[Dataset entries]

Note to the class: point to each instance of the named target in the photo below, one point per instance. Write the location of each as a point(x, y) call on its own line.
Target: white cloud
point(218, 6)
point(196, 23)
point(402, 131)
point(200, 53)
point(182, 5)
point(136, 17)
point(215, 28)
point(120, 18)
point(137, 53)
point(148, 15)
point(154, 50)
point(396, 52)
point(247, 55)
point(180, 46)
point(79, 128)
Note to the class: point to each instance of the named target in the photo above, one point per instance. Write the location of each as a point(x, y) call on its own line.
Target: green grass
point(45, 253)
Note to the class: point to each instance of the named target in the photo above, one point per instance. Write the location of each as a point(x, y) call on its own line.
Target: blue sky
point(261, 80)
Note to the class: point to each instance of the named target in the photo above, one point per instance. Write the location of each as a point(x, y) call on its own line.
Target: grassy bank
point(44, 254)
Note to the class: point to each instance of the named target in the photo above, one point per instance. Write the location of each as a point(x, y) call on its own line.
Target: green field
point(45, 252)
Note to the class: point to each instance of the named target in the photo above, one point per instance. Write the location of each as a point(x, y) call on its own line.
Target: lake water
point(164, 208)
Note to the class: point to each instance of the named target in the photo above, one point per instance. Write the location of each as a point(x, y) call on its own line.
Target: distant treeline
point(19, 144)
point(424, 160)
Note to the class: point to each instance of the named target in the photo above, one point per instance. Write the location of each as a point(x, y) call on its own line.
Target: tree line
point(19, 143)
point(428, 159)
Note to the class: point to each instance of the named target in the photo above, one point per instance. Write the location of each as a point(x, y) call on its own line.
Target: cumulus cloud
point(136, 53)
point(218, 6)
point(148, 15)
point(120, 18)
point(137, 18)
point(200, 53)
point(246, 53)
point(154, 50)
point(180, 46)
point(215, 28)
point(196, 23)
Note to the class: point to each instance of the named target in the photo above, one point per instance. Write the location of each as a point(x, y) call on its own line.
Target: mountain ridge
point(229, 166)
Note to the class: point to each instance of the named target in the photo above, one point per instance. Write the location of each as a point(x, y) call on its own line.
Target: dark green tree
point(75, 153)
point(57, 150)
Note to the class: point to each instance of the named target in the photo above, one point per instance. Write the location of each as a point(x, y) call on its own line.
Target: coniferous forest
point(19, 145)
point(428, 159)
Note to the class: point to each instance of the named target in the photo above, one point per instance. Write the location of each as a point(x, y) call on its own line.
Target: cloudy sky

• _Assignment_
Write out each line exactly, as it is shown above.

• _Answer for this exercise_
Note to the class: point to each instance of the named target in the photo below, one point per instance. Write the location of each as a point(x, y) call on its own line.
Target: white cloud
point(218, 6)
point(196, 23)
point(402, 131)
point(200, 53)
point(182, 5)
point(136, 17)
point(215, 28)
point(120, 18)
point(137, 53)
point(148, 15)
point(154, 50)
point(396, 52)
point(247, 55)
point(180, 46)
point(79, 128)
Note to the class: point to each instance of the named target in the photo above, one point per instance. Write the location of each as a point(x, y) call on its own line.
Target: green grass
point(45, 253)
Note to the class: point to each instance of the named target in the photo above, one point per instance. Write the location of each as a point(x, y) call on its own line.
Target: blue sky
point(261, 80)
Note to the class: point to each instance of the named target in the photo above, one point per instance. Write the location of each as a point(x, y) call on its own line.
Target: grassy bank
point(44, 254)
Note to the class: point to each instance of the named target in the photo above, one point per instance. Write the location of each as a point(x, y) call on its own line.
Target: green field
point(45, 252)
Note to the class: point to each instance of the named target in the photo above, one point per instance. Write the location of each as a point(x, y) call on its own line.
Target: lake water
point(164, 208)
Note to the class: point to each instance of the named target in the photo above, one point per instance. Write the location of each as a point(x, y) call on its own line.
Target: distant treeline
point(19, 144)
point(424, 160)
Note to the class: point to each instance of the named target in the photo above, one point per instance. Write the location of each as a point(x, y) call on its own line.
Target: tree line
point(19, 143)
point(428, 159)
Note to the class: point to each instance of the named target in the photo above, one point per instance. Write the location of each as a point(x, y) call on its own line.
Target: cumulus cloud
point(136, 53)
point(218, 6)
point(148, 15)
point(120, 18)
point(137, 18)
point(200, 53)
point(246, 53)
point(154, 50)
point(180, 46)
point(215, 28)
point(196, 23)
Note to the class: point to each instance of the named target in the photo above, one point per instance. Write the location of each as a point(x, y) call on its own line.
Target: mountain ridge
point(229, 166)
Note to the class: point to each instance of the named target in the photo above, one point per instance. Write the location of each as a point(x, y) call on its own line.
Target: dark green tree
point(75, 153)
point(57, 150)
Note to the class: point to each instance of the named target in the photo above, one point per instance. Write the location of each as a point(x, y) call on its own line.
Target: coniferous forest
point(19, 145)
point(428, 159)
Note to the class: point to each instance of the named target in the photo above, one point per instance. Write the location of each as a point(x, y) call on its own line.
Target: cloudy sky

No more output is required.